▸ **TASKS**
1. According to the Avi Caplan profile, how much money does the local Awesome Foundation chapter present each month?
2. Write what comes next in the Avi Caplan profile, starting after its final sentence.

▸ **SOURCE TEXT**
PROFILE: Avi Caplan, dean of Awesome Ottawa, talks dance parties and cadaver machines in the pursuit of awesome
Profiles

PROFILE: Avi Caplan, dean of Awesome Ottawa, talks dance parties and cadaver machines in the pursuit of awesome

Every month, members of the local chapter of the Awesome Foundation get together to present $1,000 to a creative endeavour that will — they hope — make the city a little more awesome. Avi Caplan is one of those benefactors on a mission. By Drew Gough

Money talks: Avi Caplan sees the Awesome Foundation movement as "an interesting experiment in philanthropy" — a way to connect with people more directly. Photo by Luther Caverly.

There wasn’t any money lying around anywhere. Not a penny. Not on the table, not on the floor, not even — I’d bet, if I’d had the nerve to check — under the couch cushions.

This was more than a little disappointing. I was standing in the living room of Avi Caplan, a philanthropist who refuses to see himself as a philanthropist. Every month, Caplan just gives some of his money away.

I figured him to be a careless spendthrift, a man without a bank account, a man with piles of coins stacked to the ceiling that he idly let fall between his fingers while talking. But no. The apartment is modest, neat, tidy. Caplan too. There’s no air of madcap millionaire, probably because that’s not his angle.

(Stored items)

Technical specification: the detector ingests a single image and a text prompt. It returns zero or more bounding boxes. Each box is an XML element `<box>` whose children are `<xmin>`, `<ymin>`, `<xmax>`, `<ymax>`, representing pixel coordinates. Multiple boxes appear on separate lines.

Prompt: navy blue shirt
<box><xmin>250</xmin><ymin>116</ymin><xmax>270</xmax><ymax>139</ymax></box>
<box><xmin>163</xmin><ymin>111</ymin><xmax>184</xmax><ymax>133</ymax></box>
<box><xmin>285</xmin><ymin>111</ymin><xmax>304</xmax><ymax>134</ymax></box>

▸ **THE RESULTS**
1. $1,000.

2.
The 30-year-old is the new dean of Awesome Ottawa, the local chapter of the Awesome Foundation. Awesome Ottawa hands out $1,000 each month to a project it deems “awesome,” with each of its trustees ponying up $100 a month of his or her own money to contribute to the grant.

By January 2013, Awesome Ottawa will have contributed $30,000 to our city’s general awesomeness. Yet even though he’s a person who has made a hobby of giving away money, Caplan doesn’t like being called a philanthropist. “What’s interesting about the Awesome Foundation movement globally is that it’s an experiment in new models of philanthropy,” he explains. “I’m not thinking of myself as a philanthropist because, really, it’s a very small amount of money. I’m thinking of it, instead, as an interesting experiment in philanthropy. I’m seeing it as an experience in connecting with people more directly.” (more…)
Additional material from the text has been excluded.